EXERCISE:
Nothing but a number is needed: the count of lines below that include "clicks".

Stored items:
------------------------------------------------------------
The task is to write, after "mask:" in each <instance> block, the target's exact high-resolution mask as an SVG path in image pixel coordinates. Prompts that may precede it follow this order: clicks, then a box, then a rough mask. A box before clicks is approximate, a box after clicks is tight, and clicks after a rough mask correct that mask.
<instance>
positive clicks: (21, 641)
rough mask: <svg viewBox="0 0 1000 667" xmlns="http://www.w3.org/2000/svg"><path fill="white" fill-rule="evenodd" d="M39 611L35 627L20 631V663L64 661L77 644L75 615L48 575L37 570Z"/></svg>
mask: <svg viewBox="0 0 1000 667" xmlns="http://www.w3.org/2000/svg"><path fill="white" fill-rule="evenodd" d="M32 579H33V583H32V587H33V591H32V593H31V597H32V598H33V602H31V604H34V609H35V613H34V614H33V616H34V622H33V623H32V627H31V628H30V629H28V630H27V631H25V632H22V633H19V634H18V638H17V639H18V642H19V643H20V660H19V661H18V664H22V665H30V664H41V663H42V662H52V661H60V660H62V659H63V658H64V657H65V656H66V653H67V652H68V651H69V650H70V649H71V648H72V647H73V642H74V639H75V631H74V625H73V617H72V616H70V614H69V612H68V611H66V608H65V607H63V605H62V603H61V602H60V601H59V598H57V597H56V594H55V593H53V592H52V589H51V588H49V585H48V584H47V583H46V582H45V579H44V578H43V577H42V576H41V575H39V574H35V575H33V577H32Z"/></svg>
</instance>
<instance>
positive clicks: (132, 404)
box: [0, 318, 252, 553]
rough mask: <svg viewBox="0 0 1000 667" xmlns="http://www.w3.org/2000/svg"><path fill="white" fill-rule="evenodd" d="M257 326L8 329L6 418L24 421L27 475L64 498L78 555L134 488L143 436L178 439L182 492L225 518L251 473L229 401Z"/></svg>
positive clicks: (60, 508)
------------------------------------------------------------
COMPLETED TASK:
4